**** DOCUMENT SEGMENT

Oxford company sues over HHS mandate

Meanwhile, 6th Circuit says Grand Rapids firms must comply

OXFORD — An Oxford casting, machining, fabrication and assembly company that provides an optional Mass for its employees and houses an on-site chapel has filed a lawsuit in federal court challenging the HHS mandate, joining a growing list of lawsuits nationwide from Catholic business owners.

Barron Industries, Inc., a family business started in 1923, filed the lawsuit Sept. 4 in U.S. District Court for the District of Columbia. It is represented by the Ann Arbor-based Thomas More Law Center.

Barron Industries

Bruce and Paul Barron of Barron Industries are seen with a statue of the Blessed Mother in the lobby of their Oxford plant.

The company objects to the federal government’s mandate forcing businesses to provide contraception, sterilization and abortion-inducing drugs in their employee health plans or pay massive fines. Barron Industries, led by its chairman, Paul Barron, and CEO Bruce Barron, say the mandate violates their religious liberty as faithful Catholics.

********

→ **EXERCISE REQUIREMENTS**:
**1)** In the article about the Barron Industries lawsuit, which law center represents the company?
**2)** Reproduce the part of the article about the Barron Industries lawsuit that starts at the words "Oxford company sues" and stops after the words "their Oxford plant.".
**3)** Pick up the article about the Barron Industries lawsuit after its last sentence and continue writing it.
The listing has no connection to the article about the Barron Industries lawsuit.

**** DATA EXCERPTS

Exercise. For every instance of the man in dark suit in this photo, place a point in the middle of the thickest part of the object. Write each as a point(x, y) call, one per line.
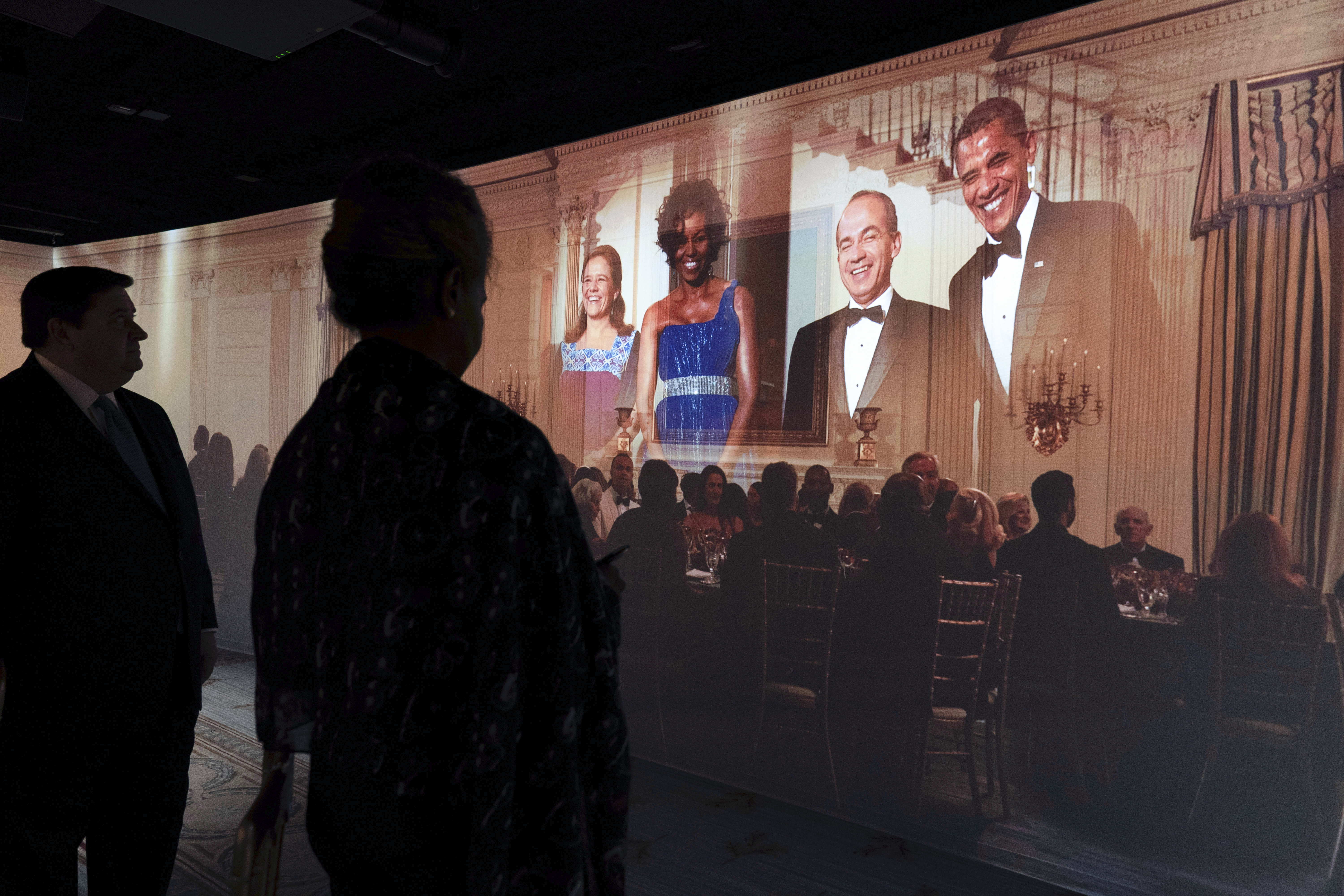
point(108, 618)
point(1048, 272)
point(1050, 554)
point(872, 354)
point(1134, 528)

********

→ **TASK-BY-TASK OUTPUTS**:
**1)** The Ann Arbor-based Thomas More Law Center represents it.

**2)**
Oxford company sues over HHS mandate

Meanwhile, 6th Circuit says Grand Rapids firms must comply

OXFORD — An Oxford casting, machining, fabrication and assembly company that provides an optional Mass for its employees and houses an on-site chapel has filed a lawsuit in federal court challenging the HHS mandate, joining a growing list of lawsuits nationwide from Catholic business owners.

Barron Industries, Inc., a family business started in 1923, filed the lawsuit Sept. 4 in U.S. District Court for the District of Columbia. It is represented by the Ann Arbor-based Thomas More Law Center.

Barron Industries

Bruce and Paul Barron of Barron Industries are seen with a statue of the Blessed Mother in the lobby of their Oxford plant.

**3)**
“It’s irrational for the government to claim, as it has been doing in these HHS mandate cases, that a business is just a shell and can have no moral fiber, and therefore a business owner must be excluded from the protections of the First Amendment in his business practices,” said Erin Mersino, lead attorney for the Thomas More Law Center. “The First Amendment was not enacted to strip business owners of their moral conscience or to force them to violate their sincerely held religious beliefs — which is, without question, what the HHS mandate does.”

Barron Industries, which employs 56 full-time employees, regularly has Mass celebrated in the main conference room of its plant facility, which visitors, customers and staff are invited to join. According to the Thomas More Law Center, the company also supports numerous Catholic and pro-life nonprofits, including Priests for Life, the Christian Foundation for Children and Aging, and the Knights of Malta.

Paul Barron is a member of Legatus, the nation’s largest organization of Catholic business leaders.

Under the contraception mandate, if Barron Industries chooses not to comply, it would be fined nearly $2 million per year.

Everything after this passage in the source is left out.